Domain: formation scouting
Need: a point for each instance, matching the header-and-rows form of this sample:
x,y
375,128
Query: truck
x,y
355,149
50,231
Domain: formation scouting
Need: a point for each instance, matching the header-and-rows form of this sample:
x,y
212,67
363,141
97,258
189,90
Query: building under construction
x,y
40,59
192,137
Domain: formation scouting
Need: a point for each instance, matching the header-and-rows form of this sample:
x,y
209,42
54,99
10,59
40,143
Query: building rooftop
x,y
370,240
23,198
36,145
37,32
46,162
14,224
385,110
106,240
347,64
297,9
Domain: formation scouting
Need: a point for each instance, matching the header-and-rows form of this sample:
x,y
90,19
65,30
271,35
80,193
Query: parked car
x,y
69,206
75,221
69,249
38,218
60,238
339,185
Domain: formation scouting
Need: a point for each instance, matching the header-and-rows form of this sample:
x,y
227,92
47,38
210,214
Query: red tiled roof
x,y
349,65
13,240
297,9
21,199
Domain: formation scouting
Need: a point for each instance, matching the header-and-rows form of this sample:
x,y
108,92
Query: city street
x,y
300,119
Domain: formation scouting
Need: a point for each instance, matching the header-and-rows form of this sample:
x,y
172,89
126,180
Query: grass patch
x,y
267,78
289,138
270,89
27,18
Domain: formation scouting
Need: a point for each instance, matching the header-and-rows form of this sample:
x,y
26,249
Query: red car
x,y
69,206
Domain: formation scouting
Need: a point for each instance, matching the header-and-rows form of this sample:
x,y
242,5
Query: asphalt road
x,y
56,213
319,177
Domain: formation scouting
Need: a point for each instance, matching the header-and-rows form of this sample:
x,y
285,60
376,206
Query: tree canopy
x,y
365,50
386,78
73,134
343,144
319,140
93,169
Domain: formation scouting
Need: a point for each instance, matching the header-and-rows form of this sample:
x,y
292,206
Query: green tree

═══

[INSTRUCTIONS FOR THE TASK] Every line above should be printed again exactly as it stands.

[ANSWER TO THIS PROBLEM]
Domain: formation scouting
Need: a point for each instance, matching the header-and-rows form of this sample:
x,y
375,128
Query: truck
x,y
355,149
50,231
Domain: formation scouting
Need: a point for each instance, matching the header-and-rows form of this sample:
x,y
212,67
363,141
97,258
189,90
Query: building under construction
x,y
40,59
192,137
Domain: formation scouting
Need: a point for each instance, matching the header-and-rows form of this sample:
x,y
209,42
54,99
10,59
40,143
Query: building rooftop
x,y
370,240
23,198
36,145
37,32
46,162
14,224
385,110
106,240
347,64
297,9
Domain: formation scouting
Need: a point for each instance, matching the header-and-rows form of this sample:
x,y
90,19
65,30
271,35
80,193
Query: parked car
x,y
69,206
75,221
69,249
38,218
60,238
339,185
Domain: formation scouting
Need: a point for each instance, matching the header-and-rows form of this sample:
x,y
227,92
47,38
210,214
Query: red tiled roof
x,y
349,65
13,240
297,9
21,199
Domain: formation scouting
Need: a point for each instance, matching the header-and-rows form of this sample:
x,y
108,92
Query: city street
x,y
300,119
Domain: formation scouting
Need: a point for each instance, matching the header-and-rows form of this sample:
x,y
172,89
126,180
Query: grass patch
x,y
267,78
289,138
270,89
27,18
Domain: formation scouting
Need: a point for each instance, matching the header-and-rows form of this sample:
x,y
26,249
Query: red car
x,y
69,206
Domain: formation scouting
Need: a point for each instance, matching the header-and-rows form of this sample:
x,y
242,5
Query: asphalt road
x,y
56,213
319,177
Domain: formation scouting
Need: a point for each instance, matching the header-and-rows form of this sample:
x,y
285,60
376,206
Query: tree canopy
x,y
365,50
386,78
73,134
343,144
319,140
93,169
Domain: formation scouting
Need: a point for each instance, matching the header-and-rows form of this sample:
x,y
292,206
Query: green tree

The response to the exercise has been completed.